▸ PROBLEM:
Copy each of the following lines without changing anything.

▸ DATA IN THIS EXERCISE:
********

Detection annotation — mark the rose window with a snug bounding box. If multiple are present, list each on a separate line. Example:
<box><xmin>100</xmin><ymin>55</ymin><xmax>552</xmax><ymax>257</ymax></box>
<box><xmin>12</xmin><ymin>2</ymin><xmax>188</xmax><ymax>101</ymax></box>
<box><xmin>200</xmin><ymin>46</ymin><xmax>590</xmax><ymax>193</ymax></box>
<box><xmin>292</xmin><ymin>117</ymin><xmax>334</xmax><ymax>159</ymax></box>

********

▸ RESULT OF THIS TASK:
Detection annotation — mark the rose window with a snug bounding box. If multiple are present, list each on a separate line. Example:
<box><xmin>100</xmin><ymin>55</ymin><xmax>552</xmax><ymax>257</ymax></box>
<box><xmin>12</xmin><ymin>2</ymin><xmax>188</xmax><ymax>101</ymax></box>
<box><xmin>200</xmin><ymin>46</ymin><xmax>590</xmax><ymax>193</ymax></box>
<box><xmin>292</xmin><ymin>117</ymin><xmax>334</xmax><ymax>159</ymax></box>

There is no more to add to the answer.